* BEGIN Material provided *
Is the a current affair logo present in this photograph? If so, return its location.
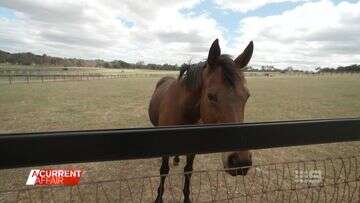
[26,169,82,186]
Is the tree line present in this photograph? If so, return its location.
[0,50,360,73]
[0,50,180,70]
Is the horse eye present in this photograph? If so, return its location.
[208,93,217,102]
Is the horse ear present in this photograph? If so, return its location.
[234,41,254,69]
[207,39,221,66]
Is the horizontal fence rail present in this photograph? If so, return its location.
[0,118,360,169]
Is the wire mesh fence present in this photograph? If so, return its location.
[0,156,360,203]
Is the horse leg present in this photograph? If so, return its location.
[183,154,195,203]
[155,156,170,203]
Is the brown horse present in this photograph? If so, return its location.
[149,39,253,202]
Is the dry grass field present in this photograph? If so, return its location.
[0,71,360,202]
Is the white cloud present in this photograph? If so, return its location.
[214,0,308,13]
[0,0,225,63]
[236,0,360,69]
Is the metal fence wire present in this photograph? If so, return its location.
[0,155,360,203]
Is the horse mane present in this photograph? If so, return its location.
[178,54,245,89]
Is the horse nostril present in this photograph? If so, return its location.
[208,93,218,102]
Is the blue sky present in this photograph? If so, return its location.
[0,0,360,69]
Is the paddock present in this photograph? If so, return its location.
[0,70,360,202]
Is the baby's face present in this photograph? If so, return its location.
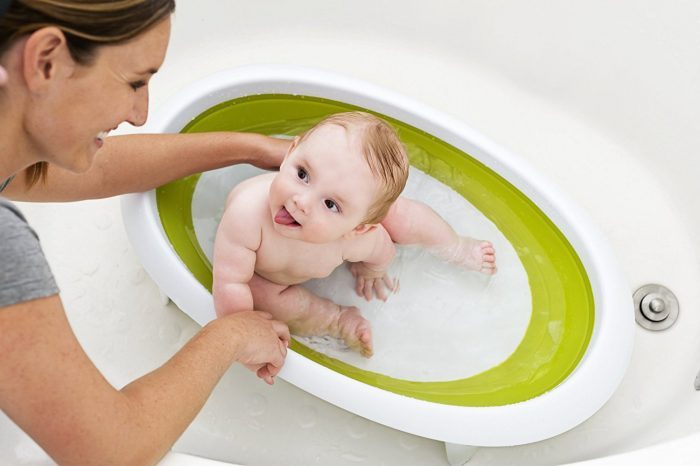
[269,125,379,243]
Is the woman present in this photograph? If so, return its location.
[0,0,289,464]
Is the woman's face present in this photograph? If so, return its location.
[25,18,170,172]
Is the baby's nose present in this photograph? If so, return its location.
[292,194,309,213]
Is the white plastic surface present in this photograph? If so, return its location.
* END Material provided *
* **Set task**
Copy the material word for word from its first line up to and including the line with "[0,156,360,203]". Leave the pictures out of your copy.

* **Answer below**
Is the a current affair logo present in this photograph? If so, return its location.
[26,169,82,186]
Is the tree line present in this photograph? If so, return its location.
[0,50,360,73]
[0,50,180,70]
Is the horse eye present in this photograph? If so, return its location.
[208,93,217,102]
Is the horse ear present in this photograph? If so, return its location.
[234,41,254,69]
[207,39,221,66]
Is the horizontal fence rail present in this photograph? If so, return its location.
[0,118,360,169]
Is the wire mesh fence present in this photograph? If so, return its location.
[0,156,360,203]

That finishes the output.